Raw data
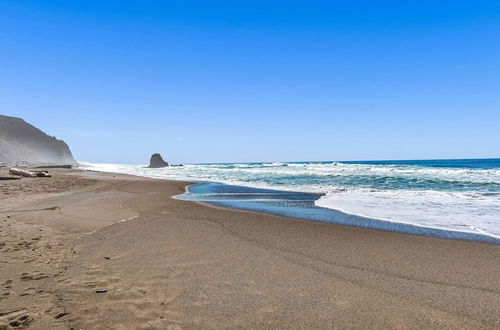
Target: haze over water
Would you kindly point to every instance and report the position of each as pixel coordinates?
(459, 195)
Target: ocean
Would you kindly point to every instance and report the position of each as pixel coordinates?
(457, 198)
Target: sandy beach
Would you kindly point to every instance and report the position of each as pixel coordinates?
(88, 250)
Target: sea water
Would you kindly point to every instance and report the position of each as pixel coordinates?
(460, 198)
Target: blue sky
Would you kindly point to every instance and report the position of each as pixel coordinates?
(223, 81)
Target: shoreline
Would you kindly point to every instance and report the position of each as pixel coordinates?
(335, 215)
(180, 264)
(346, 219)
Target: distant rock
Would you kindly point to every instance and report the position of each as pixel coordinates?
(156, 161)
(22, 143)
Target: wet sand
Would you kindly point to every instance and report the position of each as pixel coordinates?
(166, 263)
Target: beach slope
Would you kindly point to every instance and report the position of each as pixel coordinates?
(90, 250)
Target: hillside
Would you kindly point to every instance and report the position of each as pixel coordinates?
(21, 142)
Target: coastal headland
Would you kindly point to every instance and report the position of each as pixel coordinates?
(90, 250)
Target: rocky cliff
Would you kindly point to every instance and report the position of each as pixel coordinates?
(157, 161)
(21, 142)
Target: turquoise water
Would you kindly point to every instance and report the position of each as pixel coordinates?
(462, 196)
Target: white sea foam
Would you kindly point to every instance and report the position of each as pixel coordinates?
(448, 198)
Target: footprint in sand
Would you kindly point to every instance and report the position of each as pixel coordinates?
(15, 318)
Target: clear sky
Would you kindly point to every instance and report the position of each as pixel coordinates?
(223, 81)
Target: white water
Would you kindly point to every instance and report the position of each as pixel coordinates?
(460, 199)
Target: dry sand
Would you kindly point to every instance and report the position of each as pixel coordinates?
(167, 263)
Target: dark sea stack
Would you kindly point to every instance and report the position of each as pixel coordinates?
(21, 142)
(157, 161)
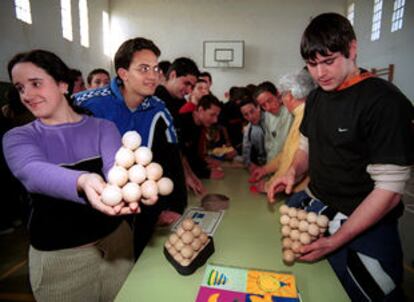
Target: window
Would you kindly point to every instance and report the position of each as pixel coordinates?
(84, 22)
(66, 13)
(106, 34)
(376, 20)
(351, 13)
(23, 12)
(397, 15)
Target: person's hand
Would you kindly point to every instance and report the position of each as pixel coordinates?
(252, 167)
(167, 218)
(213, 163)
(317, 249)
(230, 155)
(216, 174)
(284, 183)
(258, 173)
(194, 184)
(92, 185)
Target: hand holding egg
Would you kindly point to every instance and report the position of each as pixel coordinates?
(134, 178)
(299, 228)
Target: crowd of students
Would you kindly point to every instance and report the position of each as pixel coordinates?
(339, 137)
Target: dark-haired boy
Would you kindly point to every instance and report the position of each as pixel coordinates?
(357, 145)
(98, 78)
(191, 133)
(129, 103)
(180, 80)
(254, 153)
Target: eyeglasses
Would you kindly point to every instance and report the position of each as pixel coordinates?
(144, 69)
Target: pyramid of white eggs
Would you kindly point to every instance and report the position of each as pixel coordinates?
(299, 228)
(187, 242)
(134, 177)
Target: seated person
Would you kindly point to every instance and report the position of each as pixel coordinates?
(200, 89)
(232, 119)
(180, 80)
(277, 118)
(294, 88)
(254, 153)
(190, 131)
(77, 81)
(98, 78)
(164, 66)
(206, 76)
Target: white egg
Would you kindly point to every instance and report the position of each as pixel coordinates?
(296, 245)
(284, 209)
(294, 234)
(173, 238)
(124, 157)
(286, 230)
(178, 245)
(185, 262)
(322, 221)
(149, 189)
(286, 243)
(187, 252)
(305, 238)
(312, 216)
(165, 186)
(178, 257)
(303, 225)
(196, 230)
(187, 237)
(180, 231)
(187, 224)
(302, 214)
(143, 155)
(294, 223)
(284, 219)
(196, 244)
(293, 212)
(203, 238)
(131, 140)
(154, 171)
(131, 192)
(288, 256)
(118, 176)
(313, 230)
(111, 195)
(137, 174)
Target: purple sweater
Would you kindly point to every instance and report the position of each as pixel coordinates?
(48, 160)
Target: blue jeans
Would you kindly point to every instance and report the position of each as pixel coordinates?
(369, 267)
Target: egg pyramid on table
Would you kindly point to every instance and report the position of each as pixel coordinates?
(188, 247)
(299, 228)
(134, 177)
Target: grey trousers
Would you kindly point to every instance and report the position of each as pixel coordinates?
(88, 273)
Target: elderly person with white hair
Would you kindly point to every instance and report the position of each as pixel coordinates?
(294, 88)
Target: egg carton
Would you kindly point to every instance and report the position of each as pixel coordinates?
(196, 261)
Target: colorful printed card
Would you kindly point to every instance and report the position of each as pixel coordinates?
(233, 284)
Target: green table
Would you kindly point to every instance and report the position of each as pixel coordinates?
(248, 236)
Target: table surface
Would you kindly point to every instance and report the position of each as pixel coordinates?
(248, 236)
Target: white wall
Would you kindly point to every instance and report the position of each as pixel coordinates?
(271, 30)
(46, 32)
(392, 48)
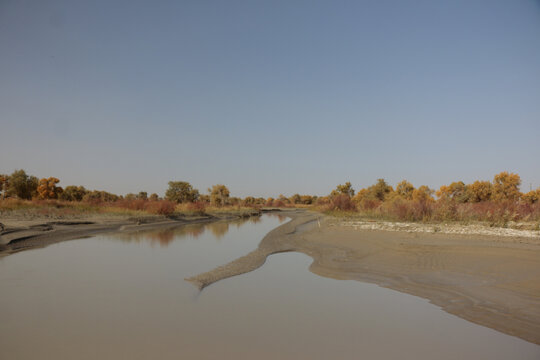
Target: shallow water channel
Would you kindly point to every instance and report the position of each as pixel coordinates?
(124, 296)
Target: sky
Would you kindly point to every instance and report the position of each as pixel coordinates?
(269, 97)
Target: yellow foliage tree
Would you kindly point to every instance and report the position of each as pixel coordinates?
(532, 196)
(480, 191)
(219, 195)
(456, 191)
(47, 188)
(423, 194)
(506, 186)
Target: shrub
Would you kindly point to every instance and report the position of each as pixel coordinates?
(342, 202)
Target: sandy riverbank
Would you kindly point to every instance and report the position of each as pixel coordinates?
(18, 234)
(490, 280)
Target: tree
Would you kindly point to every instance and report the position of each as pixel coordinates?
(73, 193)
(380, 189)
(96, 196)
(47, 188)
(4, 182)
(532, 196)
(345, 189)
(181, 192)
(506, 186)
(405, 189)
(480, 191)
(295, 199)
(142, 195)
(456, 191)
(22, 185)
(219, 195)
(423, 194)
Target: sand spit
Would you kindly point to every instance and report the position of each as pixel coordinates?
(21, 234)
(490, 280)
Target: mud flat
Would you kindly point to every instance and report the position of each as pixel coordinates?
(490, 280)
(18, 234)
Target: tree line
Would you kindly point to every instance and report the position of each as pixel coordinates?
(504, 187)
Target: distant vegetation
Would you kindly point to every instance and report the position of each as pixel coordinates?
(498, 202)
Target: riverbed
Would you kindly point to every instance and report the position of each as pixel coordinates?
(124, 296)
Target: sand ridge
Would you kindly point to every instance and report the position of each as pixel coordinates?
(491, 281)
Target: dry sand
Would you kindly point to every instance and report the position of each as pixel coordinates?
(490, 280)
(18, 233)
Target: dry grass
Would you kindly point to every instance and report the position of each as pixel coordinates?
(492, 213)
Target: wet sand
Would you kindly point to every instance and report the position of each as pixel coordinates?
(493, 281)
(22, 234)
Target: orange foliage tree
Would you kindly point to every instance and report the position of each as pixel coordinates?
(47, 188)
(423, 194)
(480, 191)
(506, 186)
(405, 189)
(456, 191)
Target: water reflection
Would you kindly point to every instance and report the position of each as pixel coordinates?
(164, 237)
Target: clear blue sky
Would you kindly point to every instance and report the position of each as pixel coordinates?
(269, 97)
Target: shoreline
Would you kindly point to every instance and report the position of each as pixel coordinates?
(21, 234)
(488, 280)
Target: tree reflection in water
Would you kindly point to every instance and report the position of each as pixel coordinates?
(163, 237)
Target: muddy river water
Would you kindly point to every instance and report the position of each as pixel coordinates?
(123, 296)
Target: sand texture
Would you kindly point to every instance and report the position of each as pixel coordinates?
(490, 280)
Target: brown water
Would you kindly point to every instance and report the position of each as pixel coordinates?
(124, 297)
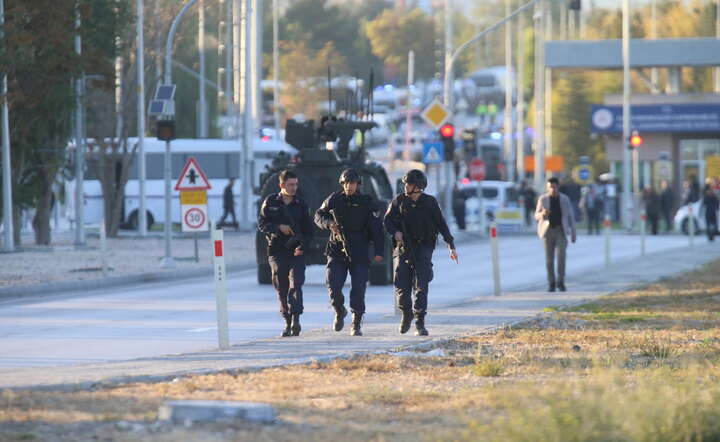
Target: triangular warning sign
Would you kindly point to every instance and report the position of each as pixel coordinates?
(192, 177)
(432, 155)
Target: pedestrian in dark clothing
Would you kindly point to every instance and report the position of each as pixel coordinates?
(592, 203)
(414, 219)
(692, 190)
(667, 201)
(529, 195)
(711, 205)
(459, 207)
(556, 221)
(285, 220)
(652, 209)
(350, 216)
(228, 204)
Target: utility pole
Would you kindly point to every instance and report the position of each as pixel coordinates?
(247, 106)
(168, 262)
(8, 239)
(79, 143)
(202, 111)
(520, 107)
(507, 124)
(448, 100)
(539, 140)
(627, 182)
(276, 70)
(142, 167)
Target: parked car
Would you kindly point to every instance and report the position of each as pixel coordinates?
(500, 202)
(683, 216)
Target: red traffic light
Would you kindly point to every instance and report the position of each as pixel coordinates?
(635, 139)
(447, 131)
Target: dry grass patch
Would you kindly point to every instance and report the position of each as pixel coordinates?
(640, 365)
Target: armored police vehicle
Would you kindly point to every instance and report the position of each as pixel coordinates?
(323, 153)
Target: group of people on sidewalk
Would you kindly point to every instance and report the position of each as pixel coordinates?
(413, 220)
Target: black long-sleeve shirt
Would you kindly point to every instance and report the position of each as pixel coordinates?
(361, 208)
(423, 219)
(272, 215)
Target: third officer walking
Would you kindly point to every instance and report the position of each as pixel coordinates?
(414, 219)
(350, 216)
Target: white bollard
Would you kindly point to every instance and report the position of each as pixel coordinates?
(495, 257)
(691, 227)
(606, 228)
(643, 220)
(220, 289)
(103, 247)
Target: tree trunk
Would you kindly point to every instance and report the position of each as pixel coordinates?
(17, 225)
(41, 221)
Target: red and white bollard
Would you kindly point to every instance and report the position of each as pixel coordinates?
(216, 236)
(495, 257)
(691, 227)
(643, 221)
(606, 229)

Activity
Give again, word for word, every line of the listing above from the one with "Target: triangular warning sign" to the one with "Target: group of people on sidewalk", both inclusive, and nothing beyond them.

Your response
Target: triangular warning sign
Would you kindly point to every instance and report the position of each as pixel coordinates?
(192, 177)
(432, 155)
Target: pedestrian in dark clothing
Would you kindly point to every instance and report the position of each as pixel coordinates?
(592, 203)
(414, 219)
(692, 190)
(667, 201)
(529, 195)
(711, 205)
(459, 207)
(556, 221)
(285, 220)
(652, 209)
(350, 216)
(228, 204)
Target: utility pole
Would you kindly point to every instance and report the position of each as pixel coordinates?
(247, 106)
(168, 262)
(8, 239)
(79, 143)
(202, 111)
(520, 107)
(507, 124)
(448, 100)
(539, 140)
(627, 182)
(276, 70)
(142, 167)
Target: parked car
Would you kindly point to every instance and report the position of each as pixel coordinates?
(500, 202)
(683, 216)
Target: red traffic light
Would you kindly point to every instance and report the position of each as pixel coordinates?
(635, 139)
(447, 131)
Target: dry grass patch
Would you kindly point to every instance and report the position of each as pixel coordinates?
(640, 365)
Target: armored police vehicle
Would you kindly point to every instance and report the position of each as pixel coordinates?
(323, 153)
Target: group of people on sidewalk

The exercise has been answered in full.